§ **SOURCE EXCERPT**
**********

One document matched: draft-vinod-icp-traffic-dist-00.txt
Hierarchical HTTP Routing Protocol
Status of this Memo
This document is an Internet-Draft. Internet-Drafts are working
documents of the Internet Engineering Task Force (IETF), its areas,
and its working groups. Note that other groups may also distribute
working documents as Internet-Drafts.
Internet-Drafts are draft documents valid for a maximum of six months
and may be updated, replaced, or obsoleted by other documents at any
time. It is inappropriate to use Internet-Drafts as reference
material or to cite them other than as ``work in progress.''
To learn the current status of any Internet-Draft, please check the
``1id-abstracts.txt'' listing contained in the Internet-Drafts Shadow
Directories on ftp.is.co.za (Africa), nic.nordu.net (Europe),
munnari.oz.au (Pacific Rim), ds.internic.net (US East Coast), or
ftp.isi.edu (US West Coast).
Abstract
Recent interest in finding solutions for traffic problems stemming
from HTTP have centered around the use of cooperating proxy-caches.
We contend that by using a deterministic, hash-based approach for
routing URLs within an "array" of proxy servers, many of the benefits
of alternative cache cooperation protocols (such as ICP) may be
realized.
As an example of such an implementation we propose the use of
"Proxy Client Configuration Files" between proxy servers in order
to exchange routing information. This implementation is motivated
in part by the adoption of this file by existing, popular web
browsers to provide intelligent URL request routing.

**********

§ **DATA EXTRACT**
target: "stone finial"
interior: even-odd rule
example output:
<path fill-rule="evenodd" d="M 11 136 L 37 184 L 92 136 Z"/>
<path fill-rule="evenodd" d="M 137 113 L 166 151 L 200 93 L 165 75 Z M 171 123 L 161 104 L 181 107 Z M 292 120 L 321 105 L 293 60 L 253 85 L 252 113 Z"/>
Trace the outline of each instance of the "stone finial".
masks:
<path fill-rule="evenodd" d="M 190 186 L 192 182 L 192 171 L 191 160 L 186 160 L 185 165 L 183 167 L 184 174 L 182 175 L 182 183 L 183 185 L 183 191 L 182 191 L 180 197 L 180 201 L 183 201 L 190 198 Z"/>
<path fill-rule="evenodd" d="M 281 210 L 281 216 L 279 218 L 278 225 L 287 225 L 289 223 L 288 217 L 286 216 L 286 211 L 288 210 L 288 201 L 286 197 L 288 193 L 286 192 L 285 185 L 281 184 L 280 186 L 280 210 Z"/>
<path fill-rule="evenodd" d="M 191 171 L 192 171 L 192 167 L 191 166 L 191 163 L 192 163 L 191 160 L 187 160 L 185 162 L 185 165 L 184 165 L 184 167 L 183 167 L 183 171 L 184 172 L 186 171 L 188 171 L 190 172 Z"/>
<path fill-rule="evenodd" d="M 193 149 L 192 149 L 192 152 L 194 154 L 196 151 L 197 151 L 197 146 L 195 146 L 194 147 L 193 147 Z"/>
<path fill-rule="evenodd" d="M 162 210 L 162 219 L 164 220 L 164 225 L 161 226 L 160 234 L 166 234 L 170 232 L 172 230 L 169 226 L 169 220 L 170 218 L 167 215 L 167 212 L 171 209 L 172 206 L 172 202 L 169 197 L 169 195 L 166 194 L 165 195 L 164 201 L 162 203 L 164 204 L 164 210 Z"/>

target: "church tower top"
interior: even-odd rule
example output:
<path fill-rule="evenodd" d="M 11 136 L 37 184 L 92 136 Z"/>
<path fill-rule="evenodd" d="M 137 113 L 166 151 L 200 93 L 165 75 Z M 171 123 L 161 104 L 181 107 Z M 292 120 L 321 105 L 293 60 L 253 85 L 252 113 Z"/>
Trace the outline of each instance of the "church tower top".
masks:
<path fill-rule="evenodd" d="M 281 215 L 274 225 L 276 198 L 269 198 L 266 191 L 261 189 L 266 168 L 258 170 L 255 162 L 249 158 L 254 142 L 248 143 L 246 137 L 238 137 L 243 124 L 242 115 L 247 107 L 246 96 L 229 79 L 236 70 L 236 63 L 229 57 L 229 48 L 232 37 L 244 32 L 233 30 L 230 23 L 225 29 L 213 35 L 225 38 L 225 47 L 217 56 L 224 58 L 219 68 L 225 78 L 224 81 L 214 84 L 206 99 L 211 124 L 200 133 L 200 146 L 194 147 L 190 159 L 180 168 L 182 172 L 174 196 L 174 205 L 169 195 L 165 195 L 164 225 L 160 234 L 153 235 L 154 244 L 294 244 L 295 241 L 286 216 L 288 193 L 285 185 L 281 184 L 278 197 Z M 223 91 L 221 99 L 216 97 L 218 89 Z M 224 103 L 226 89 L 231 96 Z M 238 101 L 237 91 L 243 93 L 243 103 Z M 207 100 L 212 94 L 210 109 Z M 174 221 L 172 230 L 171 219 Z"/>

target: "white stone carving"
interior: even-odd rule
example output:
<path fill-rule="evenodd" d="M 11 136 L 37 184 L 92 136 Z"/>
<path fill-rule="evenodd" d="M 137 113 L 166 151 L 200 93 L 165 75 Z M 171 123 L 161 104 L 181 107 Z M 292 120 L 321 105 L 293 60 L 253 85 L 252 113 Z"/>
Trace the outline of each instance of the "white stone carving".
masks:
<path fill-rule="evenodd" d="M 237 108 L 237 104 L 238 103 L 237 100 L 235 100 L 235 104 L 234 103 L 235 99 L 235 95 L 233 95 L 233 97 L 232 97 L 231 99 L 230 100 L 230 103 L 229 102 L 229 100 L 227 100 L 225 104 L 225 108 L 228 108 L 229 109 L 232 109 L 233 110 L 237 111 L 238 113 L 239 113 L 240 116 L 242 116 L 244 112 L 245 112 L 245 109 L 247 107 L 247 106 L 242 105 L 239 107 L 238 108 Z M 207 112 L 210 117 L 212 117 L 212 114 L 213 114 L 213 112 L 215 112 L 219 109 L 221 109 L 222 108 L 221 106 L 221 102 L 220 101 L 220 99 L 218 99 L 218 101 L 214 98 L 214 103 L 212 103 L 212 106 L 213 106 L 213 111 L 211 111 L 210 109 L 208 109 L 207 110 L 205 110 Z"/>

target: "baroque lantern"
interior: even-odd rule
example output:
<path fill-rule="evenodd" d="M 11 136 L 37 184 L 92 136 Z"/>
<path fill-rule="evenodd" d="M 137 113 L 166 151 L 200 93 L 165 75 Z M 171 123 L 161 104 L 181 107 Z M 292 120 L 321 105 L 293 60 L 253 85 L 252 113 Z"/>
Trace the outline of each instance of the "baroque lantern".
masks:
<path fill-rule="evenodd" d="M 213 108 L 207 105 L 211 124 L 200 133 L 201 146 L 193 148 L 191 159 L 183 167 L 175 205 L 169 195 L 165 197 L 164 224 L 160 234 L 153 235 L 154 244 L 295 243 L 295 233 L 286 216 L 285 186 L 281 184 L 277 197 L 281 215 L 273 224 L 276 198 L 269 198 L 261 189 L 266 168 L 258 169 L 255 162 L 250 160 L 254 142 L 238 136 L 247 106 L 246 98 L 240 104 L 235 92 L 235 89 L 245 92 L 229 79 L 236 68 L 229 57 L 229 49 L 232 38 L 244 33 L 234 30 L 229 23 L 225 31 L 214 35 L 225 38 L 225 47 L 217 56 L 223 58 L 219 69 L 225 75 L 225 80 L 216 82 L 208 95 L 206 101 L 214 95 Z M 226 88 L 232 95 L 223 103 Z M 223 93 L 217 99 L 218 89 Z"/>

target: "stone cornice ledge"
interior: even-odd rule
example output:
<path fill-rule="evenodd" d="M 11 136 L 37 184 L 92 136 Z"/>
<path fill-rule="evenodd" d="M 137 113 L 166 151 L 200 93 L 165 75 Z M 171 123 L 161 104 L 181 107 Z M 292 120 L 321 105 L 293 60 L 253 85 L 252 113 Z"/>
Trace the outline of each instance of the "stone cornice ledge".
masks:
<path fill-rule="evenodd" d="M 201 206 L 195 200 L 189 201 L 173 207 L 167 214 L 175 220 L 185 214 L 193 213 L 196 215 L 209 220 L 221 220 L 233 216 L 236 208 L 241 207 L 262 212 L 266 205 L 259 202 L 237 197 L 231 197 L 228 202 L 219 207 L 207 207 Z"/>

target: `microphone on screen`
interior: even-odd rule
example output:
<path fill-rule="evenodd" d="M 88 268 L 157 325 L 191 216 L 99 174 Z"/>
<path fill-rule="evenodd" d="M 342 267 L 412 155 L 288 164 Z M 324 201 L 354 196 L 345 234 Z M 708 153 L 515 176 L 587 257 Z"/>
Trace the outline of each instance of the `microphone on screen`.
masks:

**********

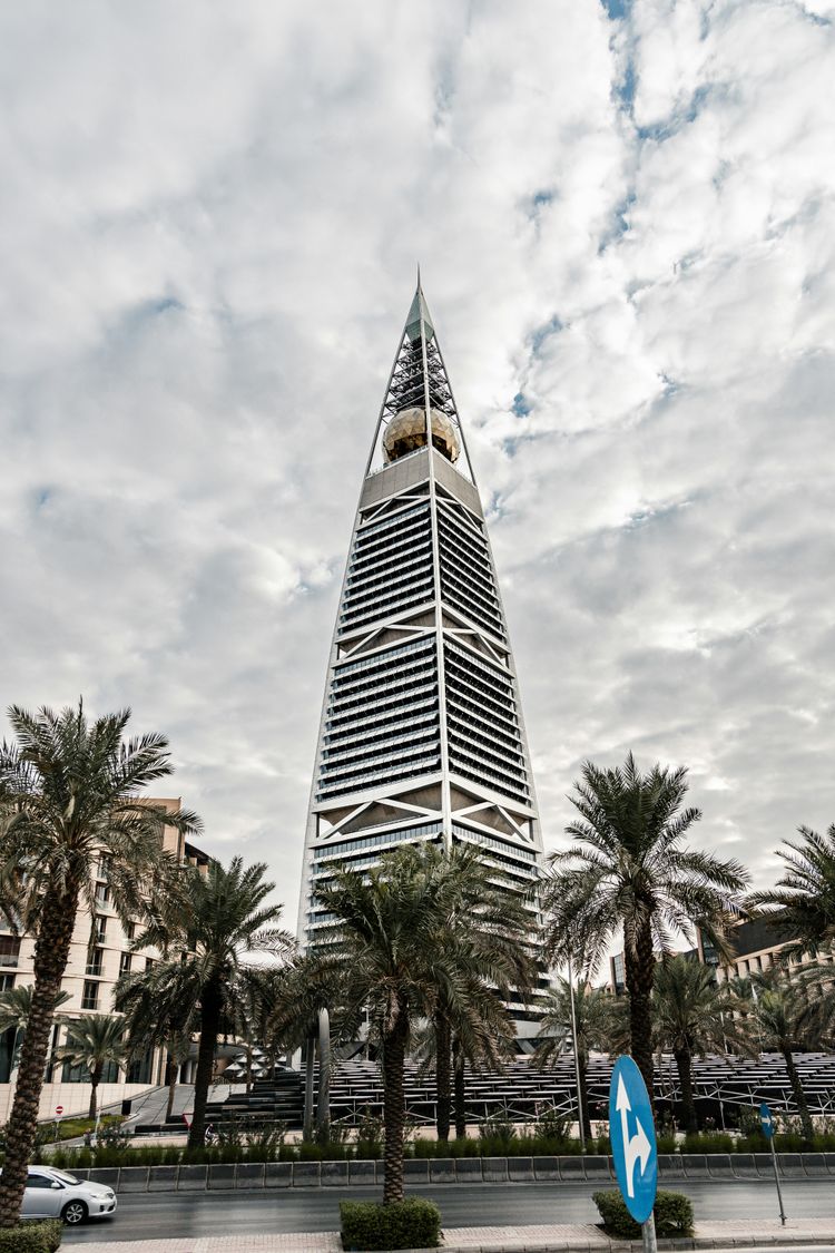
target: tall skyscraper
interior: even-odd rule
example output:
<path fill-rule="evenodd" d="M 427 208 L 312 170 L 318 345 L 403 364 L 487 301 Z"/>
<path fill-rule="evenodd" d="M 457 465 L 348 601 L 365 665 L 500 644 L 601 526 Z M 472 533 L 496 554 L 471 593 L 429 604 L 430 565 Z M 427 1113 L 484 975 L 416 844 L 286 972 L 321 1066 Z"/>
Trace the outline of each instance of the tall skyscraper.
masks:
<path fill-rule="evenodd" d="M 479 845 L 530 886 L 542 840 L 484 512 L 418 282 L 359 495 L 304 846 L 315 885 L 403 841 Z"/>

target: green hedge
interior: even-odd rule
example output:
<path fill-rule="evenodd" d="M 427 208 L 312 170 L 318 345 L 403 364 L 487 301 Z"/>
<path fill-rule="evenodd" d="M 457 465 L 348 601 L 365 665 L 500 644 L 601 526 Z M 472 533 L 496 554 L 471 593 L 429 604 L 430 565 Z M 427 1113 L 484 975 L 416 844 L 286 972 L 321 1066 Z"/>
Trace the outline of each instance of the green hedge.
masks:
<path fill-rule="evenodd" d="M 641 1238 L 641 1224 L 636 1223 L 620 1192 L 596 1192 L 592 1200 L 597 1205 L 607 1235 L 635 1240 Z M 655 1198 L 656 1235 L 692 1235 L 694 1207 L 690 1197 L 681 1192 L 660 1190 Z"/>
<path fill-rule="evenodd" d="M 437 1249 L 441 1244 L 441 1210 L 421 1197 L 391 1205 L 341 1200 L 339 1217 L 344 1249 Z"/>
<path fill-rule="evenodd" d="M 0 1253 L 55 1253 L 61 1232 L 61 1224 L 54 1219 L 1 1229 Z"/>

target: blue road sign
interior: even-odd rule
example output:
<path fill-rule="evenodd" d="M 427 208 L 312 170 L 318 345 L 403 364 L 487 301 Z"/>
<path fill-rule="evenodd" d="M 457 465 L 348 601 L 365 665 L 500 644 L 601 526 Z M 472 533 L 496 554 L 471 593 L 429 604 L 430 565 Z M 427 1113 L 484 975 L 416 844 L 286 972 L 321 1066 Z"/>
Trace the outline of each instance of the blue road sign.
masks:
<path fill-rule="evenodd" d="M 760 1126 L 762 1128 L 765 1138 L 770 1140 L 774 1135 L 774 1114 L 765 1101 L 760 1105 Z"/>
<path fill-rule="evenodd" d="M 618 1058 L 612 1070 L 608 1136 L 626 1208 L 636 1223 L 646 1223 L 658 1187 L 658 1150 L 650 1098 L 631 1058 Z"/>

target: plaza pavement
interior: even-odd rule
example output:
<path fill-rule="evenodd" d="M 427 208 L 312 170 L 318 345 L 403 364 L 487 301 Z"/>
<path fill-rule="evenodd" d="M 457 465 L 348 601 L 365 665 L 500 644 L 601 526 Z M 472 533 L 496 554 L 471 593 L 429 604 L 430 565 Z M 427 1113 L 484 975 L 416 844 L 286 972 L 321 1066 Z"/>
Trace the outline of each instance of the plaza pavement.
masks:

**********

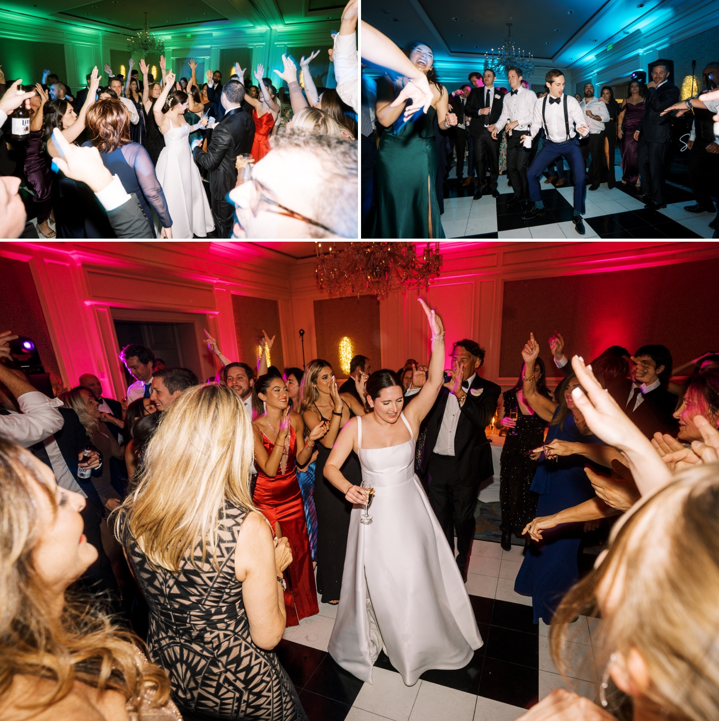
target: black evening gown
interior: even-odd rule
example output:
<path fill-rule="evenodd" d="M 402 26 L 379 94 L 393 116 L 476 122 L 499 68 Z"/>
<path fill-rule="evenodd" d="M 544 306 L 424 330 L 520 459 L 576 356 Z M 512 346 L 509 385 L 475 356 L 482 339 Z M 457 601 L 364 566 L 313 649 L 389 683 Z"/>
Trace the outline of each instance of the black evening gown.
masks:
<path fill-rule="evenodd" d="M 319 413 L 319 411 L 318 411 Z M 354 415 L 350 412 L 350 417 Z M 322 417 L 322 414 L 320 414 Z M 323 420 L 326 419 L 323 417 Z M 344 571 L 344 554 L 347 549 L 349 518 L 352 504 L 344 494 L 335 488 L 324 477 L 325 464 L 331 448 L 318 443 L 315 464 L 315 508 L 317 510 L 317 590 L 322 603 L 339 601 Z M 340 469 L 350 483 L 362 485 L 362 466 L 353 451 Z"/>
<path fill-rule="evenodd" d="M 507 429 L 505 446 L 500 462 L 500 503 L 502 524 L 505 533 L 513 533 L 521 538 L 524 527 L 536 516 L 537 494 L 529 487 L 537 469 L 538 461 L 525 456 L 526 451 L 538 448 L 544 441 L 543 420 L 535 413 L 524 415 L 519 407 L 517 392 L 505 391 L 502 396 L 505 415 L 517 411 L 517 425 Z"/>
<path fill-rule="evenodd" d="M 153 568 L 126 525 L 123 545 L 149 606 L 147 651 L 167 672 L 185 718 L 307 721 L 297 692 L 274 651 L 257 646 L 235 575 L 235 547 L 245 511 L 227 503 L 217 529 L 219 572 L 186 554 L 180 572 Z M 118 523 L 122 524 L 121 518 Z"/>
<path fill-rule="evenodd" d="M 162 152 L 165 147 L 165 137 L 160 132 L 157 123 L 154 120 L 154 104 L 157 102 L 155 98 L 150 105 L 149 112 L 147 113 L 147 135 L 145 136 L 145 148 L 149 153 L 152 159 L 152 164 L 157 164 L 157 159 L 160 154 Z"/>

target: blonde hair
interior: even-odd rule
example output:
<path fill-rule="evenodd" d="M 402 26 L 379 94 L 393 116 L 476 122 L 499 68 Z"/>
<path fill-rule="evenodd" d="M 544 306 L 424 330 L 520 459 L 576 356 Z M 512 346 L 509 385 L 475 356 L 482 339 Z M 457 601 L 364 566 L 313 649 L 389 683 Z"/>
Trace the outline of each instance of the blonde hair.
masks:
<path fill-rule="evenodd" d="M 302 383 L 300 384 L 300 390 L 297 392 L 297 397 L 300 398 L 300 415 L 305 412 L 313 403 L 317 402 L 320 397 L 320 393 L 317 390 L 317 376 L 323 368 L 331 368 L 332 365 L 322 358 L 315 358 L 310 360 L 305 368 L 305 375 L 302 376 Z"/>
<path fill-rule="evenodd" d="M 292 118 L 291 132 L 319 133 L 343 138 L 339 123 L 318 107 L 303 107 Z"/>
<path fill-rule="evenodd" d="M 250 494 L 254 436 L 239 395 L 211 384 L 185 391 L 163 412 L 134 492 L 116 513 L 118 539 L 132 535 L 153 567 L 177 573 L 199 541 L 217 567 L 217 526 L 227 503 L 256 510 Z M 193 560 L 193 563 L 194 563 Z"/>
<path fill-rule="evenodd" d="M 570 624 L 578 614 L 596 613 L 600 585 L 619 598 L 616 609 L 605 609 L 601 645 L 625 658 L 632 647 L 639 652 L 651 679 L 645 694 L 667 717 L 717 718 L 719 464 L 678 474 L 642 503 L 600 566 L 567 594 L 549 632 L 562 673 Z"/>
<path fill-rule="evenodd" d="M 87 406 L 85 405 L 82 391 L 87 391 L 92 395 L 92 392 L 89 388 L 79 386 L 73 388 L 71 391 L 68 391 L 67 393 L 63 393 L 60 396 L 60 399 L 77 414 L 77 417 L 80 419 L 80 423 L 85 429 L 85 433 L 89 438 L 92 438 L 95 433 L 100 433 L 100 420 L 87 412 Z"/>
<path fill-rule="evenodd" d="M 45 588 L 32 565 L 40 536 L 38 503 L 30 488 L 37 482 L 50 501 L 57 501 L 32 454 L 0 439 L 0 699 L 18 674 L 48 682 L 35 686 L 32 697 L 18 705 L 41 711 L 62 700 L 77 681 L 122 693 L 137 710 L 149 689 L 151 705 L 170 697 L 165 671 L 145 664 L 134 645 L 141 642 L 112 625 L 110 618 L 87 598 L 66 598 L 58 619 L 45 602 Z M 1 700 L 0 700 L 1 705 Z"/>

**********

§ **TO BE DONE**
a: Using the Internet-Draft on hierarchical HTTP routing, explain why its authors chose "Proxy Client Configuration Files" as their example implementation. Answer in one to three sentences.
b: From the Internet-Draft on hierarchical HTTP routing, quote the stretch from "One document matched: draft-vinod-icp-traffic-dist-00.txt" through "documents as Internet-Drafts.".

§ **RESPONSES IN ORDER**
a: The authors propose using these files between proxy servers to exchange routing information. The choice is motivated in part by popular web browsers already using this file to route URL requests intelligently.

b:
One document matched: draft-vinod-icp-traffic-dist-00.txt
Hierarchical HTTP Routing Protocol
Status of this Memo
This document is an Internet-Draft. Internet-Drafts are working
documents of the Internet Engineering Task Force (IETF), its areas,
and its working groups. Note that other groups may also distribute
working documents as Internet-Drafts.